(Entries from a collection)
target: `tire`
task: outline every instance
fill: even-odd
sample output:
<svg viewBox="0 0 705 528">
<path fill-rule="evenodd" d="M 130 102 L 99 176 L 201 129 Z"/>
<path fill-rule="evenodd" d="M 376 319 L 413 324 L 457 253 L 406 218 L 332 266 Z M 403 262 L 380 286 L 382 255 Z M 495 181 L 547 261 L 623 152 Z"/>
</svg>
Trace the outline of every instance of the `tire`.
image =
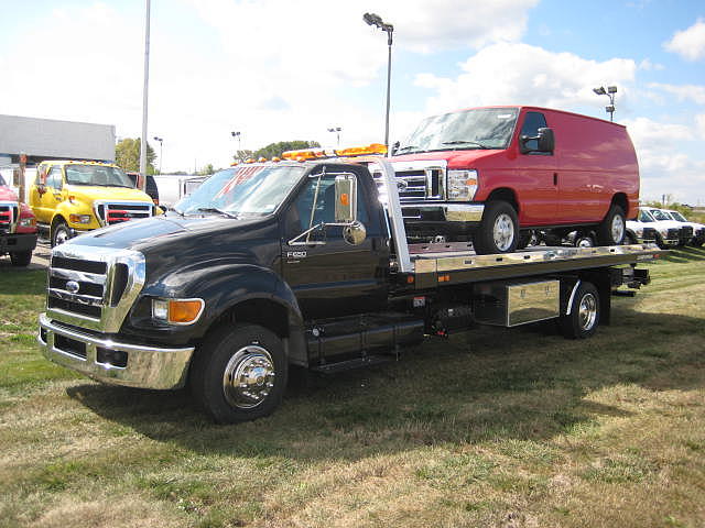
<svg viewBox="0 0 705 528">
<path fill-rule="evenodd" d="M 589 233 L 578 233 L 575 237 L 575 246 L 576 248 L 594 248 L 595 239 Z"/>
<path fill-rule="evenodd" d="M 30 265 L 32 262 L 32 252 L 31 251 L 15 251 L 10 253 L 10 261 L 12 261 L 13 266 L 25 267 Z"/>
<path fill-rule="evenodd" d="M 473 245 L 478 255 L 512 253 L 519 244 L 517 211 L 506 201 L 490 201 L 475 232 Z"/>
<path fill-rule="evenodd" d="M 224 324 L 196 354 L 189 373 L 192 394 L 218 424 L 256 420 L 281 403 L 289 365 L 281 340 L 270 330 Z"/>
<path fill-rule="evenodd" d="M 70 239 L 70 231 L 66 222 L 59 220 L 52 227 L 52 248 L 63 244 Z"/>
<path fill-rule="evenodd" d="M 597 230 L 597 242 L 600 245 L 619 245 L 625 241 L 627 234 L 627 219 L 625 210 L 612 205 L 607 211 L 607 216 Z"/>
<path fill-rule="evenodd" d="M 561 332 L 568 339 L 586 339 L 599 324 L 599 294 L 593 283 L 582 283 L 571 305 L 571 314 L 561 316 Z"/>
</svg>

...

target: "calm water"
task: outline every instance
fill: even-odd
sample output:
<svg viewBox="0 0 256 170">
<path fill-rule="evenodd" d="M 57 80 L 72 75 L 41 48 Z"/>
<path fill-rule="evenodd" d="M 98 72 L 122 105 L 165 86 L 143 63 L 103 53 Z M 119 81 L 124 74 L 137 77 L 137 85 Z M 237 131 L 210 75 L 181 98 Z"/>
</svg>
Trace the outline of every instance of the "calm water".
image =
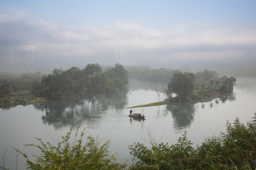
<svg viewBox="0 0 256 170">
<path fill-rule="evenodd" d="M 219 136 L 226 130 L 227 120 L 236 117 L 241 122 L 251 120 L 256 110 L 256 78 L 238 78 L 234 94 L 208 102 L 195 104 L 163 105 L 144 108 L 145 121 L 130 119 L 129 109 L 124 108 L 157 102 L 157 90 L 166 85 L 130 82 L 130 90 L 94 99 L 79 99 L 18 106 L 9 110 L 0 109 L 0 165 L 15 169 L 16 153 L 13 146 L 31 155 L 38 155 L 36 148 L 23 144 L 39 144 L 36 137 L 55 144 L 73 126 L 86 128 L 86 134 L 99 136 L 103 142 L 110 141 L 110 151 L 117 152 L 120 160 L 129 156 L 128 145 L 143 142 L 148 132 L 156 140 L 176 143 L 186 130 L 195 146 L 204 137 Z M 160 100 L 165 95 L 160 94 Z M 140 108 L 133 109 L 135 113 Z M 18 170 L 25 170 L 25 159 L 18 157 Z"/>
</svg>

---

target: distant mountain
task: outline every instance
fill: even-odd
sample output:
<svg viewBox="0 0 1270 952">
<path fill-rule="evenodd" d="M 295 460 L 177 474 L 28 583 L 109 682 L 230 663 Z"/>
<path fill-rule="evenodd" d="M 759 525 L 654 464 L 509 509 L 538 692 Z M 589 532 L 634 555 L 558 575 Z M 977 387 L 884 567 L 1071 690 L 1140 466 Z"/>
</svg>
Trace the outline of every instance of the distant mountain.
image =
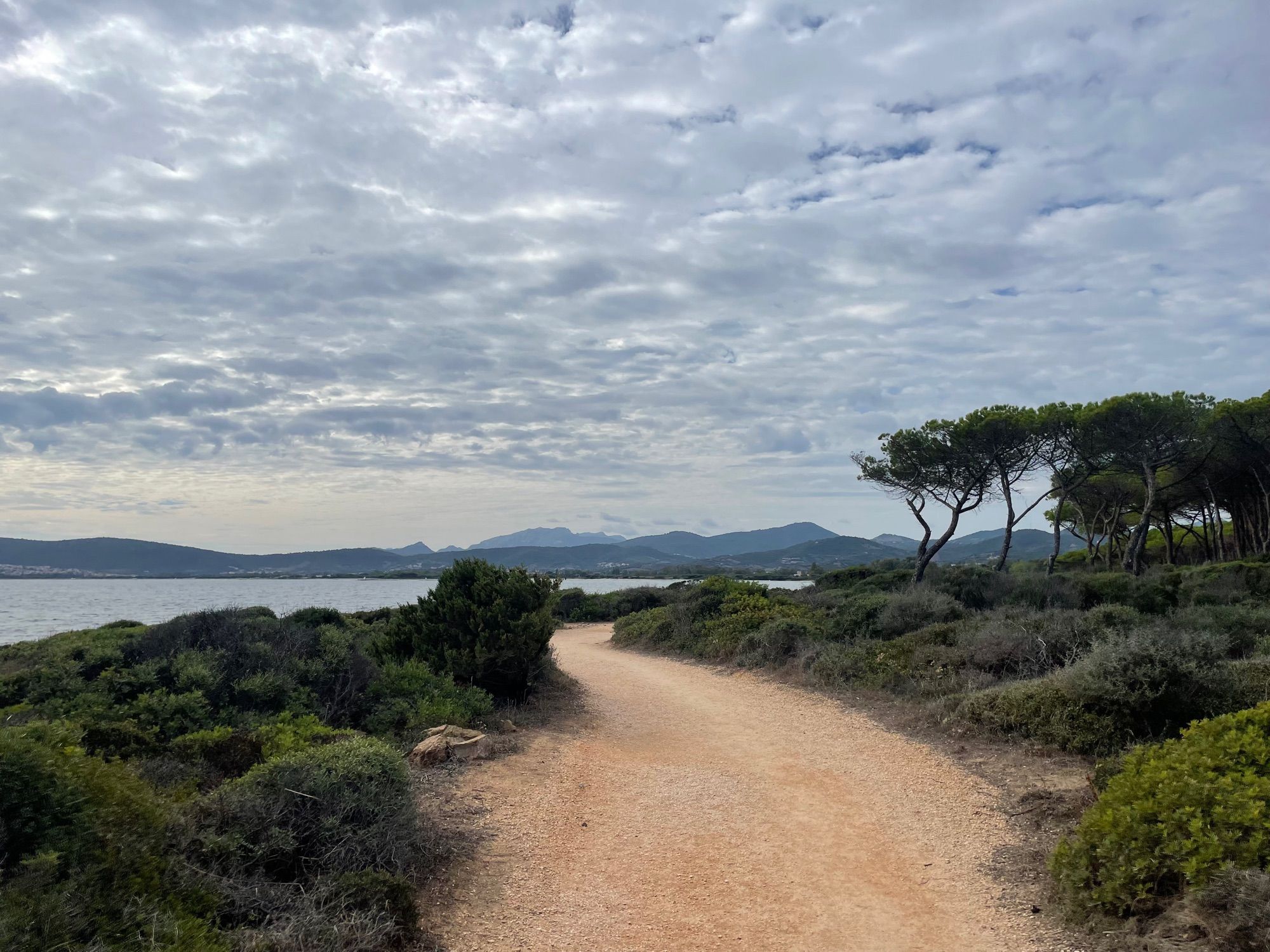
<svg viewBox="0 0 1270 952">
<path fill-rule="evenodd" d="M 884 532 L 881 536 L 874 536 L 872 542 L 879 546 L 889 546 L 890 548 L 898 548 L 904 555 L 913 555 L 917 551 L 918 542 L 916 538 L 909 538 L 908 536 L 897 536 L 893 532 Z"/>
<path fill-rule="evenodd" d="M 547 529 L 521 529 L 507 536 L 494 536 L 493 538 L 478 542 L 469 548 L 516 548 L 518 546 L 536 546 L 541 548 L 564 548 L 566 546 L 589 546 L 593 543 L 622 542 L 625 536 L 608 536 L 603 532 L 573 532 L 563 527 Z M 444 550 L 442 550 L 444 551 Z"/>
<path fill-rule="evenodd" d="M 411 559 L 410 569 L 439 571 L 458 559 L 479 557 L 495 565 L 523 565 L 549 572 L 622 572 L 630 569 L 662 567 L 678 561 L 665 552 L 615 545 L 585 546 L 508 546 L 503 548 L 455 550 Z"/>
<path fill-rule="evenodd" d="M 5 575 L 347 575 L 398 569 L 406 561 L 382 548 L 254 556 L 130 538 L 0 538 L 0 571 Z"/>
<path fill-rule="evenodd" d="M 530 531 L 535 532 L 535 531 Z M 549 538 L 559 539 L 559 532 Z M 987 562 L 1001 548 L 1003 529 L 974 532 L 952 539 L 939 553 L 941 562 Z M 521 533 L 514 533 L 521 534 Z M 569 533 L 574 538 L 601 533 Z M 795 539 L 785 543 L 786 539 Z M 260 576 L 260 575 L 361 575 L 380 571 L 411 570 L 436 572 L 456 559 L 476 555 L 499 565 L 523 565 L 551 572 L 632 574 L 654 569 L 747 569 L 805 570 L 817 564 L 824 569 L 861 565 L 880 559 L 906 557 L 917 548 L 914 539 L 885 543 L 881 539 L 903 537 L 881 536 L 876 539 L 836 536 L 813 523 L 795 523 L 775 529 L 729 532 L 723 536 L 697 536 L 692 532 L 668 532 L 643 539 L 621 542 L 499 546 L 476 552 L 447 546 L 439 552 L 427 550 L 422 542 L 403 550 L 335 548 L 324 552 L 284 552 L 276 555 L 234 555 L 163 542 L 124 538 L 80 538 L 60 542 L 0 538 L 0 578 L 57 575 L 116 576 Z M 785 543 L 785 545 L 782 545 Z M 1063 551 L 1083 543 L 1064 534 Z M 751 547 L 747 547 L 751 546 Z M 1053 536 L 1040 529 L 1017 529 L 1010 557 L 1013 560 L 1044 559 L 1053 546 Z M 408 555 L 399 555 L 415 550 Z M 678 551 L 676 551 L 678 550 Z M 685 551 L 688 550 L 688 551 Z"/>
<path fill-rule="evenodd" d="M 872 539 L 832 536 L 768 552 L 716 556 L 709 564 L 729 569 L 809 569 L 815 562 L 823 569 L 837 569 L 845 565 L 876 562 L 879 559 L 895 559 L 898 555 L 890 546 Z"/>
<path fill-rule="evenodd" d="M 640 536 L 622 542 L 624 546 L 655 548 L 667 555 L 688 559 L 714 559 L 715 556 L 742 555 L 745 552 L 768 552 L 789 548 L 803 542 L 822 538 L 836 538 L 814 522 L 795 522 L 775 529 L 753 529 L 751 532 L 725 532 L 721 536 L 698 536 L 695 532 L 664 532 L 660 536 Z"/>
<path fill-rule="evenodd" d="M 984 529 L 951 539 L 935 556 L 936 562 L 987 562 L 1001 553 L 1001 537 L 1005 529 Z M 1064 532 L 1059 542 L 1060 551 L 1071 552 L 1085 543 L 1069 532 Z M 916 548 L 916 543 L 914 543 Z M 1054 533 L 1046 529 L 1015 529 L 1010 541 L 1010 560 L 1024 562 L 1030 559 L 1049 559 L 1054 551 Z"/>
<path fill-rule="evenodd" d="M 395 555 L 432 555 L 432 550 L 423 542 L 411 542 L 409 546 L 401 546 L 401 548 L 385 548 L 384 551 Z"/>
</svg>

• _YOUR OBJECTIVE_
Reproduce word for word the lines running from the line with "target: distant mountain" up to and including the line with "411 559 L 410". Omit the picture from your answer.

• _EXERCISE OUTPUT_
target: distant mountain
task: outline every instance
fill: even-odd
sample output:
<svg viewBox="0 0 1270 952">
<path fill-rule="evenodd" d="M 295 460 L 177 474 L 28 583 L 109 682 L 230 663 Z"/>
<path fill-rule="evenodd" d="M 759 525 L 654 464 L 509 509 L 538 692 Z M 589 532 L 634 555 L 558 575 Z M 977 387 L 884 567 L 1071 690 L 1140 466 Z"/>
</svg>
Trace the outline of every instance of the distant mountain.
image =
<svg viewBox="0 0 1270 952">
<path fill-rule="evenodd" d="M 884 532 L 881 536 L 874 536 L 872 542 L 879 546 L 889 546 L 890 548 L 898 548 L 904 555 L 913 555 L 917 551 L 918 542 L 916 538 L 909 538 L 908 536 L 897 536 L 893 532 Z"/>
<path fill-rule="evenodd" d="M 547 529 L 521 529 L 507 536 L 494 536 L 493 538 L 478 542 L 469 548 L 516 548 L 518 546 L 536 546 L 541 548 L 564 548 L 566 546 L 589 546 L 593 543 L 622 542 L 625 536 L 608 536 L 603 532 L 573 532 L 563 527 Z M 444 550 L 442 550 L 444 551 Z"/>
<path fill-rule="evenodd" d="M 411 559 L 410 569 L 439 571 L 458 559 L 479 557 L 495 565 L 523 565 L 549 572 L 622 572 L 630 569 L 662 567 L 678 561 L 665 552 L 615 545 L 585 546 L 508 546 L 503 548 L 455 550 Z"/>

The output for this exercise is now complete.